What is expected
Count the lines below that contain the string "woman", with case counting. Give only the number.

[Entries for locating named things]
+ + + + +
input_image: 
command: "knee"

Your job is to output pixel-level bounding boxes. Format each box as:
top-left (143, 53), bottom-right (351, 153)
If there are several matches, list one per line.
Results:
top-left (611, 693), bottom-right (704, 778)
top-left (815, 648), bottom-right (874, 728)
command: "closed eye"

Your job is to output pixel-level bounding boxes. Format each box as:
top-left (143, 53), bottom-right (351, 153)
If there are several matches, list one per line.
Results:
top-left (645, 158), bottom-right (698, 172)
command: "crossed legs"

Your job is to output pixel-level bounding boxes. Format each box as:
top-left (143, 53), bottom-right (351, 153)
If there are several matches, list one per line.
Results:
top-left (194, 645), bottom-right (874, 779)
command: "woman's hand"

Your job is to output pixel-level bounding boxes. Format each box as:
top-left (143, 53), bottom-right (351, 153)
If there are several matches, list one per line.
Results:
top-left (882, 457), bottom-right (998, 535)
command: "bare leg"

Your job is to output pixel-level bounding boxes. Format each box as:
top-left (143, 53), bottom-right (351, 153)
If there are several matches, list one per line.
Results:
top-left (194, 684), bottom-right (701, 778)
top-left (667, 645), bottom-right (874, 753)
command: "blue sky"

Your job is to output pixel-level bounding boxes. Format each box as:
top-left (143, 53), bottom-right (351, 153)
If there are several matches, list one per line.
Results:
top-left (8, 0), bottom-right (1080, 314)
+ + + + +
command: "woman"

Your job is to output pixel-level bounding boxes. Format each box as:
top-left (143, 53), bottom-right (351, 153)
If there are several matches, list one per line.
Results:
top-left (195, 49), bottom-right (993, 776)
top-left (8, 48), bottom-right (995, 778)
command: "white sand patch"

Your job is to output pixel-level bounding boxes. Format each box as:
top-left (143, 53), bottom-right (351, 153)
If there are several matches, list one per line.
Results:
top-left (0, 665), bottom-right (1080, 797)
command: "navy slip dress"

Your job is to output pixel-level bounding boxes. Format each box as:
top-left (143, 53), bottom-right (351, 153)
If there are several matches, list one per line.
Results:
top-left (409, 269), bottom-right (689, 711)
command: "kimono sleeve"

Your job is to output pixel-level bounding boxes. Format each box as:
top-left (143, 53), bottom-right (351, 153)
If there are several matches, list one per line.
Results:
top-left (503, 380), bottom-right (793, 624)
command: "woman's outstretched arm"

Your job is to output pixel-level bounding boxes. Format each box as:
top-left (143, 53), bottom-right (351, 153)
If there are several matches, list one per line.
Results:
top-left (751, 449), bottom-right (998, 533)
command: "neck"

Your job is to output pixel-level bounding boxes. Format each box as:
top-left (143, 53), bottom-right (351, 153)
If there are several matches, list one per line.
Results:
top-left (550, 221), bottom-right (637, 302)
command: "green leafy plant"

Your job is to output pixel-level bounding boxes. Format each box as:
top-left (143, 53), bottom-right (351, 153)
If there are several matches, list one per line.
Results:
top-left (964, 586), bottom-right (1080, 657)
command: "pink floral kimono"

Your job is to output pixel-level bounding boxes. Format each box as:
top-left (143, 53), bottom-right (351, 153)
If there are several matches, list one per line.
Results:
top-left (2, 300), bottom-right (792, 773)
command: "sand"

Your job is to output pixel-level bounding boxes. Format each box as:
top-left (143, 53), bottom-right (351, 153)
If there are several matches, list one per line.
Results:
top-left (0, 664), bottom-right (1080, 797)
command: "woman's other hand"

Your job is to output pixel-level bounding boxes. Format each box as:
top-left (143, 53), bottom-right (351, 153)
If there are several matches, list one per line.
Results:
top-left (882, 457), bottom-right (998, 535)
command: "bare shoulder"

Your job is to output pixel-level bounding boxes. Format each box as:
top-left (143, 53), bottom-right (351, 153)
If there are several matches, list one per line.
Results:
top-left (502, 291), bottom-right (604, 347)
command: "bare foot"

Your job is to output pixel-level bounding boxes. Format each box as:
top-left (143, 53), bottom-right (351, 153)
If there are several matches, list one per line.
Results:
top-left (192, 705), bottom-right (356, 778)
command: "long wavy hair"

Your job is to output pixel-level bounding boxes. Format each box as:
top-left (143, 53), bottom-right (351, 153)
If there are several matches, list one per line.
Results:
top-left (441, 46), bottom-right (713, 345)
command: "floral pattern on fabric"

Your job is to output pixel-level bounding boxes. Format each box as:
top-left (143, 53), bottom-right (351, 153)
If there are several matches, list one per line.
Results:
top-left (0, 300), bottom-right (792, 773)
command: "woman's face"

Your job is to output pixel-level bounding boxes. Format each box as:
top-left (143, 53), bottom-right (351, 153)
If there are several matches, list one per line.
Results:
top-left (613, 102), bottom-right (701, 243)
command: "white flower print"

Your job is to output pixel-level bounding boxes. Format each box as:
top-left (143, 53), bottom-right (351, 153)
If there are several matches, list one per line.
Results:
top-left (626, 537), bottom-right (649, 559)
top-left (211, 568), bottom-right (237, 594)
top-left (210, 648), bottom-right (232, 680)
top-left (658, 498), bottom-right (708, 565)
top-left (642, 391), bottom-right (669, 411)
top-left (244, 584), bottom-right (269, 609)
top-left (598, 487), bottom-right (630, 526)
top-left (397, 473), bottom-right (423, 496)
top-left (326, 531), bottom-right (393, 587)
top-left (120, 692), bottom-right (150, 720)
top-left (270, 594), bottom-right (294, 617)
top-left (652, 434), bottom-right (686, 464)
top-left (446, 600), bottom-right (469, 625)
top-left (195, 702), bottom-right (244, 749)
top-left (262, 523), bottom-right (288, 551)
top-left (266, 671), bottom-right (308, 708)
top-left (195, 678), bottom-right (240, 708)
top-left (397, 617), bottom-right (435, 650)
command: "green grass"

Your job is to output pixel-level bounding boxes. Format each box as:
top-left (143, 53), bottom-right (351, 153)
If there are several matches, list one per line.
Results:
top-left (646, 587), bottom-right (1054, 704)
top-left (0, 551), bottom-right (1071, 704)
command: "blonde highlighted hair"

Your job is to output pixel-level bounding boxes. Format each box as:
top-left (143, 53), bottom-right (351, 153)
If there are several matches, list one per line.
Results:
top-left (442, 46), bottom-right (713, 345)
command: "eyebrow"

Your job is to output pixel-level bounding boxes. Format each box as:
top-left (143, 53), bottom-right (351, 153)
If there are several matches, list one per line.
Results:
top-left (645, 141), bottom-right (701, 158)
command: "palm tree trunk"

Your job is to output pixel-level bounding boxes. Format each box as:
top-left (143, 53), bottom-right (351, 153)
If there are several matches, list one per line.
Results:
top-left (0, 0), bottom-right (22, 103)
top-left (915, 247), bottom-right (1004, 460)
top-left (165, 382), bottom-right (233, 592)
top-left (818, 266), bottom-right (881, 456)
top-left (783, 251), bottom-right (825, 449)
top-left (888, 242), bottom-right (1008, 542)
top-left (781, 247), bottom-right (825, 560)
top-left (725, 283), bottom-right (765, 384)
+ + + + +
Correct answer
5